» **The task**
Which lines in the items below contain the word "tall"? Report each of those lines in full.

» **Entries provided**
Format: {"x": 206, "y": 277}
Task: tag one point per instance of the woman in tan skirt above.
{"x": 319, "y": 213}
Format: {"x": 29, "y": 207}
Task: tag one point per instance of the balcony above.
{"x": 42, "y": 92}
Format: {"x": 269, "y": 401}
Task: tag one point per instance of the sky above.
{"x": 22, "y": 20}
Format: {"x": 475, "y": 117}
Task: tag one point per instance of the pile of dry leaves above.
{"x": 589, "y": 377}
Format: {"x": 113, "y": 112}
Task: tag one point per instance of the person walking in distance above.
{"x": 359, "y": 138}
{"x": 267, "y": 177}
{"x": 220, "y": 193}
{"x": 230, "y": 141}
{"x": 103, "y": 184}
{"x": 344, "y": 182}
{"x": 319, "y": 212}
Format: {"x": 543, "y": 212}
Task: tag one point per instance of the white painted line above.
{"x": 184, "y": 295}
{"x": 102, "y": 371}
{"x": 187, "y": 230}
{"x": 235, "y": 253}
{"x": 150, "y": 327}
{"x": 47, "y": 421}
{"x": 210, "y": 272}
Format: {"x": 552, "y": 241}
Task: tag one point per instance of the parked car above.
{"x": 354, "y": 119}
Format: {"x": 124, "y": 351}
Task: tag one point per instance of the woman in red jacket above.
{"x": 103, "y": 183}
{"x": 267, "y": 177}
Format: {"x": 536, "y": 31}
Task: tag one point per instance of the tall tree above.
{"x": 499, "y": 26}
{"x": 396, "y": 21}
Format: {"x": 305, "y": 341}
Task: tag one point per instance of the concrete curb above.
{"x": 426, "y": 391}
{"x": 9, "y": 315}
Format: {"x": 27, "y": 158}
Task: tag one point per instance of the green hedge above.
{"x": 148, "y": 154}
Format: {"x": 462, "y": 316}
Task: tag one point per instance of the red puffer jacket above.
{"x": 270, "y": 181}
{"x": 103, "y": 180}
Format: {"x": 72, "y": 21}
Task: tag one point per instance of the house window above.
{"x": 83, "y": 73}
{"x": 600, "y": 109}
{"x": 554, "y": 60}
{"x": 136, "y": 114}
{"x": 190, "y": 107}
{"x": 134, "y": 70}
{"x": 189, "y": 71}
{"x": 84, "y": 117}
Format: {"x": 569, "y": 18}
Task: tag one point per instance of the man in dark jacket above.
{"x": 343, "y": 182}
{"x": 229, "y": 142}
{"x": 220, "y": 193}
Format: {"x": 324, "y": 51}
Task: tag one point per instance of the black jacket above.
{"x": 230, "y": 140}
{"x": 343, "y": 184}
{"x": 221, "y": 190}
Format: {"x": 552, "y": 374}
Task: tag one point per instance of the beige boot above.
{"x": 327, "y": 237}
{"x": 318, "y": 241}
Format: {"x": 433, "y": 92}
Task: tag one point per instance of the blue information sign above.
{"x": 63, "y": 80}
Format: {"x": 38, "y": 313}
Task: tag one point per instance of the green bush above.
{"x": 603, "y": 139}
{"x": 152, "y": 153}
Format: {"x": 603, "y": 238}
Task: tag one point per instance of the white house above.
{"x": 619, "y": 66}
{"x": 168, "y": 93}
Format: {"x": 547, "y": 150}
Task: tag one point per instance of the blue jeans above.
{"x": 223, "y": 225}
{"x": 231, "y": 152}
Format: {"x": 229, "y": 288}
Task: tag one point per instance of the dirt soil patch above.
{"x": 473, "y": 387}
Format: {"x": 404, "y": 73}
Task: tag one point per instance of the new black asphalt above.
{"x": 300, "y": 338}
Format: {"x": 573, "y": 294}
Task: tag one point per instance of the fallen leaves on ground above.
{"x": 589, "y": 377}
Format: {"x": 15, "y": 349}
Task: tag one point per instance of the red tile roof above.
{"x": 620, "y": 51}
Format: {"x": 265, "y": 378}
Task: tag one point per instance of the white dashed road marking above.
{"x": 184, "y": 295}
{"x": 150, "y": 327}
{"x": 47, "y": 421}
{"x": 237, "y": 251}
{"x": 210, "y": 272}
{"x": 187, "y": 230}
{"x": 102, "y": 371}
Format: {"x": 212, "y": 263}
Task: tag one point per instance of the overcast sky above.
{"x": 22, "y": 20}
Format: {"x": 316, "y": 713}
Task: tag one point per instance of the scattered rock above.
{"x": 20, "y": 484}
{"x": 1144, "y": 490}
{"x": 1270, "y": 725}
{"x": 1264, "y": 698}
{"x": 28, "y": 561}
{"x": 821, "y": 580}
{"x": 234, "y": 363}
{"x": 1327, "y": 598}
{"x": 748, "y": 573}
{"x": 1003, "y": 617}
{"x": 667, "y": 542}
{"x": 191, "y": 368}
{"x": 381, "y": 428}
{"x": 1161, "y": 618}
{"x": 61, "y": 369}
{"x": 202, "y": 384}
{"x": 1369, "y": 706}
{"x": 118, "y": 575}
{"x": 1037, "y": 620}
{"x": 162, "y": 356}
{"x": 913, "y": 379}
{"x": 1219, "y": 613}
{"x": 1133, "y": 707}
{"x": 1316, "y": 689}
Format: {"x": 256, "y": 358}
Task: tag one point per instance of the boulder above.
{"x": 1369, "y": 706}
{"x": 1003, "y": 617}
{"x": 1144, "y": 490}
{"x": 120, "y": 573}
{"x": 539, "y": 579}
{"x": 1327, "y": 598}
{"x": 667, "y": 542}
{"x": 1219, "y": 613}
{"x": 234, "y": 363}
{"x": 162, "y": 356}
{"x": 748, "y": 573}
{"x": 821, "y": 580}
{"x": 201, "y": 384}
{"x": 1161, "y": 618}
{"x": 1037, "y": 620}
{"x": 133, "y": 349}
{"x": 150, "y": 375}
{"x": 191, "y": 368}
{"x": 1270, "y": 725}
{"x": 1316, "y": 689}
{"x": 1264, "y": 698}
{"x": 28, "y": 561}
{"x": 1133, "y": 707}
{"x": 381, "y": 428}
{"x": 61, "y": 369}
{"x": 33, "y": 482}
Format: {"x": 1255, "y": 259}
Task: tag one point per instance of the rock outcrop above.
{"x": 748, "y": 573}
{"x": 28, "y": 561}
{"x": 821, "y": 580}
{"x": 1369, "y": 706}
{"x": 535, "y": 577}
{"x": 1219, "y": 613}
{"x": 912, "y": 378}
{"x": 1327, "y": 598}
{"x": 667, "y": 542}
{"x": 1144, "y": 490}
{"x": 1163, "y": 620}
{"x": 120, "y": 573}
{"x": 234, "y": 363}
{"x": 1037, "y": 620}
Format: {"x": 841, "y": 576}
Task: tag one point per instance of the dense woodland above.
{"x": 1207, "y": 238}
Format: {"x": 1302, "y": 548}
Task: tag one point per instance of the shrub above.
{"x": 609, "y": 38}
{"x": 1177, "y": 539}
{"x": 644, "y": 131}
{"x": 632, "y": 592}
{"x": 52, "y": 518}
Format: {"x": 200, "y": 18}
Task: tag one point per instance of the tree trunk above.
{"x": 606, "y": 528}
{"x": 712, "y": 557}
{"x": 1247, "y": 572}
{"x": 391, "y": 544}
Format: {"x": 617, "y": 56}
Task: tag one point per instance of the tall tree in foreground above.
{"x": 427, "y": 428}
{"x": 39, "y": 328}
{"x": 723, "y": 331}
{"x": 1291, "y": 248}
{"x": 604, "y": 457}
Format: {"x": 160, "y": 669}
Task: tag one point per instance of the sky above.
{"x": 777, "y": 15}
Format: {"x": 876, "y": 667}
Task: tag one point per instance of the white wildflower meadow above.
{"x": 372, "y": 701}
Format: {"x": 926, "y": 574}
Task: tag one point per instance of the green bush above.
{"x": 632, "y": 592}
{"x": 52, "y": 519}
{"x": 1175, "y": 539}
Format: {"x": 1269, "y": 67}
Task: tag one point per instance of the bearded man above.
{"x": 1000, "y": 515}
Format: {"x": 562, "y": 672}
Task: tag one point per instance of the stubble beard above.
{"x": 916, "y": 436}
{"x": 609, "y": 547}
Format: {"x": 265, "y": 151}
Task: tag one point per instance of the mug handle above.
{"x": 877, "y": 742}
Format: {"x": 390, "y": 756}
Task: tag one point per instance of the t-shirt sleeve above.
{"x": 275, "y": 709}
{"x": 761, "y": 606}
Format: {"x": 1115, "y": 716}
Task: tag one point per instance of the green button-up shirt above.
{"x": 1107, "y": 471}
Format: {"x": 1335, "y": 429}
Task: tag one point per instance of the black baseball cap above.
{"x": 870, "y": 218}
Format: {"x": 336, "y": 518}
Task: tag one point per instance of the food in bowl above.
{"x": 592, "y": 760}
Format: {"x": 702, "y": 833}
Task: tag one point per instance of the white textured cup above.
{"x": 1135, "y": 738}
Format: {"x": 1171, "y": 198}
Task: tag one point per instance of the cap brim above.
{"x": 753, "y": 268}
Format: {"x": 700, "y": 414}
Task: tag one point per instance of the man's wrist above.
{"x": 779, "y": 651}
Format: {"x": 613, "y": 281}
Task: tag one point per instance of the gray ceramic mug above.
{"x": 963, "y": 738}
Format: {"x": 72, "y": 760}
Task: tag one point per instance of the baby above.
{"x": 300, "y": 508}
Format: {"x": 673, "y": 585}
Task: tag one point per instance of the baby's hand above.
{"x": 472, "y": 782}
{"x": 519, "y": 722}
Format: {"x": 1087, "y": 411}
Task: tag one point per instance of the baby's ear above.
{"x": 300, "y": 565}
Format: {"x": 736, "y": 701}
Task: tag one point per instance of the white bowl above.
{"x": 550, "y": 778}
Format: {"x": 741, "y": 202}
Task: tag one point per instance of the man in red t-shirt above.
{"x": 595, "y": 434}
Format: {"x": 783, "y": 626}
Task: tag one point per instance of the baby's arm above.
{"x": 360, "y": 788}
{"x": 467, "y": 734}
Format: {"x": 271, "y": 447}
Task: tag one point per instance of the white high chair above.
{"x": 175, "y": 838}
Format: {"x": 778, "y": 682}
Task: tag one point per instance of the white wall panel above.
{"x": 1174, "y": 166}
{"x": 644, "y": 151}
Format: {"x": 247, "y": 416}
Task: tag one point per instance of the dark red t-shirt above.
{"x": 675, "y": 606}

» **Written answer**
Task: tag one point per instance of the tall tree above.
Task: tag one point per instance of the tall tree in foreground above.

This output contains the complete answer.